• _Selected text_
B should be the only one with a bad replication position, since it was 
replicating when A crashed.  So just adjust B, and A should catch up as normal 
(provided you have the last 24 hours of binlogs on B for A to read )

Regards,
Gavin Towey

-----Original Message-----
From: Bryan Cantwell [mailto:bcantw...@firescope.com]
Sent: Wednesday, October 07, 2009 11:12 AM
To: Gavin Towey
Cc: mysql@lists.mysql.com
Subject: Re: Replication recovery

When only one machine dies I do send the new master position info to the
still running slave, and yes, it does the trick.
My main challenge is when A dies and is dead for 24 hours and then B
dies too. Now A is already out of synch with B and now B has a new log
position... Doesnt this make A now have a huge gap in data? How do I get
A up to date with B?

• _Short task 1_
Write out the stretch of the replication recovery email from "When only one" through "date with B?" word for word.

• _Given entries_
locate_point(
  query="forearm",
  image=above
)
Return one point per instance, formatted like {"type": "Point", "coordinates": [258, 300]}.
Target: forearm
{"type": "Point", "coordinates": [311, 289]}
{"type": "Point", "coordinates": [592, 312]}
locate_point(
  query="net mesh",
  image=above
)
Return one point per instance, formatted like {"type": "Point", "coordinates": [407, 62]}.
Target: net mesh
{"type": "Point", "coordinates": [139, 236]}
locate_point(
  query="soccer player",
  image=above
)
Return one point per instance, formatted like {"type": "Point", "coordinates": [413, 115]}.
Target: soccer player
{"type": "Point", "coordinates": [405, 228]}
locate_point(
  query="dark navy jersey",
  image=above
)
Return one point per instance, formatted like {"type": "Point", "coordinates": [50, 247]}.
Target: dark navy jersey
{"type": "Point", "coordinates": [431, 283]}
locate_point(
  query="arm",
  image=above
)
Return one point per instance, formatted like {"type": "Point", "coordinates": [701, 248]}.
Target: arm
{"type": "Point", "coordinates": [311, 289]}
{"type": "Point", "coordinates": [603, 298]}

* * *

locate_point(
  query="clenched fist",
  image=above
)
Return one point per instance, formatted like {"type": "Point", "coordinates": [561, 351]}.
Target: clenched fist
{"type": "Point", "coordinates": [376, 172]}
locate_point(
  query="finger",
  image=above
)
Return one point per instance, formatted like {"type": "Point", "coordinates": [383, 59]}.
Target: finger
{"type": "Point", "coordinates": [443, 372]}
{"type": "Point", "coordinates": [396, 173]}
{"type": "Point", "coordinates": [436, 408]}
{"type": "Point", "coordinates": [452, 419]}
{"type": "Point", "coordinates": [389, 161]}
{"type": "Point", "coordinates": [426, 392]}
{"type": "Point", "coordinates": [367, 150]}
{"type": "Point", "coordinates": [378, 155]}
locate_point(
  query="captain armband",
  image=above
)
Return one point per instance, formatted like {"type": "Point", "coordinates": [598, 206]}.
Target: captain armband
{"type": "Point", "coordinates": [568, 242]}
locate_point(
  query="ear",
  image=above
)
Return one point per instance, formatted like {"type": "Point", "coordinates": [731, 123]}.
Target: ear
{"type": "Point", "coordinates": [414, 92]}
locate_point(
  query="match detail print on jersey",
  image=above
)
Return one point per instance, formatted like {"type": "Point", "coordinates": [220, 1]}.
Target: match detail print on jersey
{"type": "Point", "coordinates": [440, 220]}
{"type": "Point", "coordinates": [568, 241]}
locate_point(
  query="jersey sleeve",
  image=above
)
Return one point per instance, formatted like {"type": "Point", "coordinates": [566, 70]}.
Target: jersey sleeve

• _Short task 2_
Return each line of the entries above that contains the string "soccer".

• _Correct result 1_
When only one machine dies I do send the new master position info to the
still running slave, and yes, it does the trick.
My main challenge is when A dies and is dead for 24 hours and then B
dies too. Now A is already out of synch with B and now B has a new log
position... Doesnt this make A now have a huge gap in data? How do I get
A up to date with B?

• _Correct result 2_
  query="soccer player",
Target: soccer player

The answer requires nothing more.